▶ [Tekstfragment]

^^^^

ECLI:NL:RBROT:2024:2677

Rechtbank Rotterdam

Datum uitspraak
15 maart 2024
Publicatiedatum
2 april 2024
Zaaknummer
10634141
Instantie
Rechtbank Rotterdam
Type
Uitspraak
Rechtsgebied
Civiel recht; Verbintenissenrecht
Procedures
  • Eerste aanleg - enkelvoudig
Vindplaatsen
  • Rechtspraak.nl
AI samenvatting door LexboostAutomatisch gegenereerd

Buitengerechtelijke ontbinding van koopovereenkomst wegens te kleine kozijnen

In deze zaak hebben [eisers] in augustus 2022 bij KSCN Kozijnen B.V. een vijftal kunststof kozijnen besteld, met de afspraak dat deze ook geplaatst zouden worden. Na een aanbetaling van € 6.705,- en het inmeten van de kozijnen door KSCN, werd besloten dat [eisers] zelf voor de plaatsing zouden zorgen. Na levering bleek dat de kozijnen te klein waren, wat [eisers] toeschrijven aan een fout inmeten door KSCN. Na meerdere pogingen om KSCN te verzoeken de kozijnen kosteloos te vervangen, hebben [eisers] de overeenkomst buitengerechtelijk ontbonden.

In de procedure eisen [eisers] terugbetaling van het betaalde bedrag, rente, buitengerechtelijke kosten en een aanvullende schadevergoeding van € 1.720,- voor vervangende woonruimte en opslagkosten. KSCN betwist de eisen en stelt dat de kozijnen correct zijn ingemeten en dat de problemen zijn ontstaan door het verwijderen van houten zijbalken door de door [eisers] ingeschakelde aannemer. De kantonrechter kan op dit moment nog geen eindbeslissing nemen en laat [eisers] toe tot bewijslevering om hun stellingen te onderbouwen. De zaak wordt aangehouden voor verdere bewijslevering en de partijen worden uitgenodigd om hun bewijsstukken in te dienen.

^^^^

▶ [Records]
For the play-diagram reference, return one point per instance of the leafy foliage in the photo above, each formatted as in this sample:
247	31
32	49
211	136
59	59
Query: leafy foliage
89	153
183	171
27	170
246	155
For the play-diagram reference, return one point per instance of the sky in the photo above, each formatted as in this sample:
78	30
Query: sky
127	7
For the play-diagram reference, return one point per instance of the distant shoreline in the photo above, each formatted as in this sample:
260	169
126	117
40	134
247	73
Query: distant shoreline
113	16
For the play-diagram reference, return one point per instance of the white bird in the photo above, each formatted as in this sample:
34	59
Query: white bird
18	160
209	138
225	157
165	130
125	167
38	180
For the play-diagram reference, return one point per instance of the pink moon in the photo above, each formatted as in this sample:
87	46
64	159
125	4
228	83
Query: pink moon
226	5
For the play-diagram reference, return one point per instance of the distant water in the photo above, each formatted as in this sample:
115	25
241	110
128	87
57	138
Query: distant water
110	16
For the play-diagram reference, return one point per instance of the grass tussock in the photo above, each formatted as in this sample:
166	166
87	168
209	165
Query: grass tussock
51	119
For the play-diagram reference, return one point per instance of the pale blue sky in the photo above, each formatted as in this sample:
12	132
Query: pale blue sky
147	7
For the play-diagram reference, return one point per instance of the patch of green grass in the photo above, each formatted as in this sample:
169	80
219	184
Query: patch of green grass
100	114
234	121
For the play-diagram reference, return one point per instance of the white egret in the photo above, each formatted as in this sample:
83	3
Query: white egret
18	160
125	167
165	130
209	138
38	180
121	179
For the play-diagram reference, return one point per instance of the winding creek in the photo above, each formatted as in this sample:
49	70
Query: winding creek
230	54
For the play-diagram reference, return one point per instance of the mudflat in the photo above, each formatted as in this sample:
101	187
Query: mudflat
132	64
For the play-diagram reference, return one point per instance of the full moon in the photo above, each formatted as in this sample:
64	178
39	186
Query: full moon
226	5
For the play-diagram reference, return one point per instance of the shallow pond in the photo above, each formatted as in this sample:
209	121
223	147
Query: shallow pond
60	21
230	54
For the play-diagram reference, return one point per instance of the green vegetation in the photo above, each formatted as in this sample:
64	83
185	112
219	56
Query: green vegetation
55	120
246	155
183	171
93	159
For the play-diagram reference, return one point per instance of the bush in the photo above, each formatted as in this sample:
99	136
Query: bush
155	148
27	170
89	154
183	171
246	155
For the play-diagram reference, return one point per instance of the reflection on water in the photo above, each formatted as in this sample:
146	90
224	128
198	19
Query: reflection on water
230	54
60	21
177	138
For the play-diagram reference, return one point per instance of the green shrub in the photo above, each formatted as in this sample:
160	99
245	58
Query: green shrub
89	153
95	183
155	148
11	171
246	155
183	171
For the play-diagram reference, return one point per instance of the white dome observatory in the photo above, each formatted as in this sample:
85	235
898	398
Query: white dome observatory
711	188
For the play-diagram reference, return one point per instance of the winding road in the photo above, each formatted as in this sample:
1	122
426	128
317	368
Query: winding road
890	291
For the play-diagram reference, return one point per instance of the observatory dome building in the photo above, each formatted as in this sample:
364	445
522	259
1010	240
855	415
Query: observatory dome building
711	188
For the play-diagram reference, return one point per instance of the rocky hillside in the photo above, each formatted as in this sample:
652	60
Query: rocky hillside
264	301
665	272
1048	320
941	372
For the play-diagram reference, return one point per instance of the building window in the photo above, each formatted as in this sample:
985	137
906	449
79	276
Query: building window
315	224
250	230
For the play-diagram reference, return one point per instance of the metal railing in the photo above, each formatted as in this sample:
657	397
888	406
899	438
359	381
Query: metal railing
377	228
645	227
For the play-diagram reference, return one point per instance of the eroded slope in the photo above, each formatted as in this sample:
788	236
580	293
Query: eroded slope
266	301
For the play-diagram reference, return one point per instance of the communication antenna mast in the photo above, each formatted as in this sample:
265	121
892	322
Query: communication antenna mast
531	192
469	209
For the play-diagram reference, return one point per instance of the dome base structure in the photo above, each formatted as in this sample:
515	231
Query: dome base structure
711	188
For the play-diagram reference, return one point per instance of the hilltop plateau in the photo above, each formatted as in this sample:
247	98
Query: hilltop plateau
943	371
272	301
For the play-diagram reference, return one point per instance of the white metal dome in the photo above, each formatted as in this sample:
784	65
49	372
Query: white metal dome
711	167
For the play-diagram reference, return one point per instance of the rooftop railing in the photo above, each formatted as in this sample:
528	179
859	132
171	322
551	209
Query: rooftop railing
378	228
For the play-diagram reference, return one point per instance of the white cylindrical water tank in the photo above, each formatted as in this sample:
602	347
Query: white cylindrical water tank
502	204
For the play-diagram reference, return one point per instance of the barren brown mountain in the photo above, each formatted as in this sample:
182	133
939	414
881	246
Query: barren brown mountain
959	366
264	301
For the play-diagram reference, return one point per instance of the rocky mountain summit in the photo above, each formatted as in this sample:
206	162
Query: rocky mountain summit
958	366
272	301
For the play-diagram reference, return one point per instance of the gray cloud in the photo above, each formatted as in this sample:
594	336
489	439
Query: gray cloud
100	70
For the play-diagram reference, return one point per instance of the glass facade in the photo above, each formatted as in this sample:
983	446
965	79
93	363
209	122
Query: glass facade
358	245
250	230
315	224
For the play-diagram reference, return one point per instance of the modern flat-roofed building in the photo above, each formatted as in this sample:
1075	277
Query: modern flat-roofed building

^^^^

▶ [Opdracht]
Vertaal deze zin uit de uitspraak over de te kleine kozijnen in het Engels: "De kantonrechter kan op dit moment nog geen eindbeslissing nemen en laat [eisers] toe tot bewijslevering om hun stellingen te onderbouwen."

▶ [Verwacht resultaat]
The subdistrict court cannot yet reach a final decision at this point and allows [claimants] to furnish evidence in support of their assertions.